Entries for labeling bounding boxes
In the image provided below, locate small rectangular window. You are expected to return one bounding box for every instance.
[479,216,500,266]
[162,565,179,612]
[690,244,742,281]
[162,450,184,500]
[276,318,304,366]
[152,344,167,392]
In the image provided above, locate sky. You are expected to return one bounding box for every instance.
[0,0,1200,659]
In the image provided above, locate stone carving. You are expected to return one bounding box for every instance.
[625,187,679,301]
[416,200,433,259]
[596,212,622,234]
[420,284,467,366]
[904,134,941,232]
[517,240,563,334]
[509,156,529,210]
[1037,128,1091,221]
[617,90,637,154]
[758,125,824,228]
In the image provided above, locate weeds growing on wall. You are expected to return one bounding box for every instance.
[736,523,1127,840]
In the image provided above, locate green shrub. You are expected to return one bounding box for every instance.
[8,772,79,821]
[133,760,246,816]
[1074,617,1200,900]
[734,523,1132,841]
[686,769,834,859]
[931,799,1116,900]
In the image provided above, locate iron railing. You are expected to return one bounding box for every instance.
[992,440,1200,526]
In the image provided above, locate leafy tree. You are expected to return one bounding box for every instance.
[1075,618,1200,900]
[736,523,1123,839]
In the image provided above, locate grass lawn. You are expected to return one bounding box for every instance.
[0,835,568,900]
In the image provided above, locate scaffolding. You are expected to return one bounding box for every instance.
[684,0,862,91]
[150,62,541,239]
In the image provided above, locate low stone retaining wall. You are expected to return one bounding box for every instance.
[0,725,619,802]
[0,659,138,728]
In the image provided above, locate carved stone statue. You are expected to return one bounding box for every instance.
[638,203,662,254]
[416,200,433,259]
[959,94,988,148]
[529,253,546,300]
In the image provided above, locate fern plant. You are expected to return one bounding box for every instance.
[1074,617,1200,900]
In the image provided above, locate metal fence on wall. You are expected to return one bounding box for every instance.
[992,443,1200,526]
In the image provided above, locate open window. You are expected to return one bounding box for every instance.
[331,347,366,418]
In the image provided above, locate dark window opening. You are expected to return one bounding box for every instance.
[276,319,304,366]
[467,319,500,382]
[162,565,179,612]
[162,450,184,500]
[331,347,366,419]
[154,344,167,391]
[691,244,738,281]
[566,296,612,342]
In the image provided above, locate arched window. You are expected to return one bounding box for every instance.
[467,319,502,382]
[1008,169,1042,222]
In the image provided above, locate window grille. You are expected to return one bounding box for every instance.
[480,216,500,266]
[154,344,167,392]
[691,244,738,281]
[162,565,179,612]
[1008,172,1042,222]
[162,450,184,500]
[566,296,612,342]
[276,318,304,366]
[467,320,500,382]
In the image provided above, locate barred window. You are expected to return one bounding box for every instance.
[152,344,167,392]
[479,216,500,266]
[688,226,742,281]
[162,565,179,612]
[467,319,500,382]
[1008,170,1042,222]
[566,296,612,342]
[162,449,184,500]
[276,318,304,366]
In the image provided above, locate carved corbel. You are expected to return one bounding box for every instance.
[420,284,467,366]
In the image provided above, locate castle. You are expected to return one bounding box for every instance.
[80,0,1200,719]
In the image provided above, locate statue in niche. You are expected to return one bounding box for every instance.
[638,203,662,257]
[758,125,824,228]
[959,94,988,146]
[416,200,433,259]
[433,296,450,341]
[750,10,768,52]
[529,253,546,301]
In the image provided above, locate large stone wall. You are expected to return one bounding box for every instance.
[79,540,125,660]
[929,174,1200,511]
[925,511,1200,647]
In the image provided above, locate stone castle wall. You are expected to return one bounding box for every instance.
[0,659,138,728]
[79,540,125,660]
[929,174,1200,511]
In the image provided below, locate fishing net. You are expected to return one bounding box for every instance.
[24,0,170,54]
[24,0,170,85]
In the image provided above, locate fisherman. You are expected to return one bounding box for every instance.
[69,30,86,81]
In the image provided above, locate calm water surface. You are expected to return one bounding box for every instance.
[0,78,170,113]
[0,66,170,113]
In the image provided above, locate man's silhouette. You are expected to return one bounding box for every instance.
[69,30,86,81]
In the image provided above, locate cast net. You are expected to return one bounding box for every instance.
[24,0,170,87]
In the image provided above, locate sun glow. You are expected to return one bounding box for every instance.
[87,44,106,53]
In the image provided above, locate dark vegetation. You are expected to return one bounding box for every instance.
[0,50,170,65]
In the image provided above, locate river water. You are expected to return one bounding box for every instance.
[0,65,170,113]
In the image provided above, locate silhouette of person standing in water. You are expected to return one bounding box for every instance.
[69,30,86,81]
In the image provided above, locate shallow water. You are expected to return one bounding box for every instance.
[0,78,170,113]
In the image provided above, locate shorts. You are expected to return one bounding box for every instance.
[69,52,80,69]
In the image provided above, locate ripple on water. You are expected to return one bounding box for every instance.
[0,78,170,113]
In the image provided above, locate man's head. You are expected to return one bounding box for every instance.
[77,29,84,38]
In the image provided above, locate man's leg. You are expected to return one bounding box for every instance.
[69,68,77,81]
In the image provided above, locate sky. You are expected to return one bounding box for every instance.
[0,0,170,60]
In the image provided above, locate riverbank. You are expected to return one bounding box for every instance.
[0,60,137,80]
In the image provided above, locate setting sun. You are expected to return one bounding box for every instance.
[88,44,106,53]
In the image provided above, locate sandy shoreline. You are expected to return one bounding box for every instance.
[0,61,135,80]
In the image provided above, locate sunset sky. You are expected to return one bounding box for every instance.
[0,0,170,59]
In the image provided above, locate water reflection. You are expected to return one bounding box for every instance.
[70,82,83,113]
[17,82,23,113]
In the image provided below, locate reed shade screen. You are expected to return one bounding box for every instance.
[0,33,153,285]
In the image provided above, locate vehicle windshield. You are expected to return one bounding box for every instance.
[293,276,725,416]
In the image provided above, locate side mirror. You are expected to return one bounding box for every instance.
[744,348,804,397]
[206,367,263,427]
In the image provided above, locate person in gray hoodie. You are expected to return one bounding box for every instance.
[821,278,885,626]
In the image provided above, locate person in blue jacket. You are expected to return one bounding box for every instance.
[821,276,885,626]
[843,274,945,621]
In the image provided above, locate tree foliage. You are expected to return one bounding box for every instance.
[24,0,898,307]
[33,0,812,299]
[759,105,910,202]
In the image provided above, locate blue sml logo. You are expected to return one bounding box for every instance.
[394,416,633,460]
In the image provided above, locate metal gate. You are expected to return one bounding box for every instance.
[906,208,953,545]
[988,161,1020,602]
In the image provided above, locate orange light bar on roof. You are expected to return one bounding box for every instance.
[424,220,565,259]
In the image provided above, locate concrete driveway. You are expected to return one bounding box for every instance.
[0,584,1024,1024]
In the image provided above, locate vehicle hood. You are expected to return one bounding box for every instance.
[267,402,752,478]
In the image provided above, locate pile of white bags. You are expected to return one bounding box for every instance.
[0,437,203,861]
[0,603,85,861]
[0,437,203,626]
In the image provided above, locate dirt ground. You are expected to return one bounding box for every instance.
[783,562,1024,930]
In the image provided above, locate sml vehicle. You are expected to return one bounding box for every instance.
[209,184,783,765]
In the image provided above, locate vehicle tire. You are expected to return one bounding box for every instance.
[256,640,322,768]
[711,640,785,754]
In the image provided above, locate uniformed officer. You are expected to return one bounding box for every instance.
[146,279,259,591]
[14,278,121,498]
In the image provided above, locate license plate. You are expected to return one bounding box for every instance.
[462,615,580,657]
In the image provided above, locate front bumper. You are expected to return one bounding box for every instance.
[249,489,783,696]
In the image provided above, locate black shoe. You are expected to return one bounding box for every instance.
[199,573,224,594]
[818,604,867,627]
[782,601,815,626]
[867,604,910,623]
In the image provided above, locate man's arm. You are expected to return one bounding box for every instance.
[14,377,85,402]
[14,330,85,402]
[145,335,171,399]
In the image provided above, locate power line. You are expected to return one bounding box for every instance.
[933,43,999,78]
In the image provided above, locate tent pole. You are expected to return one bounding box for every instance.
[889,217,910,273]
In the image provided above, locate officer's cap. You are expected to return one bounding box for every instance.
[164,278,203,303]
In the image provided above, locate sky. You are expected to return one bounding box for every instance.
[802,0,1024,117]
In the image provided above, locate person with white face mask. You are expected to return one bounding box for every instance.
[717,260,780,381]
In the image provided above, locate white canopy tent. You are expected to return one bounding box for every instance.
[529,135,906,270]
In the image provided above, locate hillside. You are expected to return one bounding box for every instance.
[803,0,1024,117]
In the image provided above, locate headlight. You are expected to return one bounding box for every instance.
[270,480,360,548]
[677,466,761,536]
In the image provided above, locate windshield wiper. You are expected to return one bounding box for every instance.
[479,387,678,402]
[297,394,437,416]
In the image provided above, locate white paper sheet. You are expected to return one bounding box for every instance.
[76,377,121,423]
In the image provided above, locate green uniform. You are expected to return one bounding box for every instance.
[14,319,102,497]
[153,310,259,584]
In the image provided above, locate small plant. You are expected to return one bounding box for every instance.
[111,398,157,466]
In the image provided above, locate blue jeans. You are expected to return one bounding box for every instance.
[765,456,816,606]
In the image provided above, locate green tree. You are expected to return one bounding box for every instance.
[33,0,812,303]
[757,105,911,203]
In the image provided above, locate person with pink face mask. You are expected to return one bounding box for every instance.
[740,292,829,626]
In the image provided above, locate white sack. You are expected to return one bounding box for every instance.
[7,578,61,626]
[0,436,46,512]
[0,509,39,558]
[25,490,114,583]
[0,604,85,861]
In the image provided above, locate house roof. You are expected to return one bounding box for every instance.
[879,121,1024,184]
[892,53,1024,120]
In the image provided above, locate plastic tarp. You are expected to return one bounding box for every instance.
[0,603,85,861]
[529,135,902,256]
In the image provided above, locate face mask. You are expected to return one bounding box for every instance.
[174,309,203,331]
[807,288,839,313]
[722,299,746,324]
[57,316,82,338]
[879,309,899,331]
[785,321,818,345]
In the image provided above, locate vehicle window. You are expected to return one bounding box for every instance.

Work to be completed
Copy the lines of the records without any change, starting at the line that contains "In the image provided above, locate carved stone" and ending at the line that contains "[331,347,366,418]", with both of those lines included.

Answer to this task
In the image provided above, locate carved stone statue. You are expected to return one bounding box for every instance.
[638,203,662,254]
[416,200,433,259]
[959,94,988,148]
[529,253,546,300]
In the image provided above, locate fern plant. You are expected to return one bounding box for every instance.
[1074,617,1200,900]
In the image provided above, locate metal fence on wall. You are expected to return one bounding box for every instance.
[992,443,1200,526]
In the image provided above, locate open window. You are expected to return one bounding box for every instance.
[331,347,366,418]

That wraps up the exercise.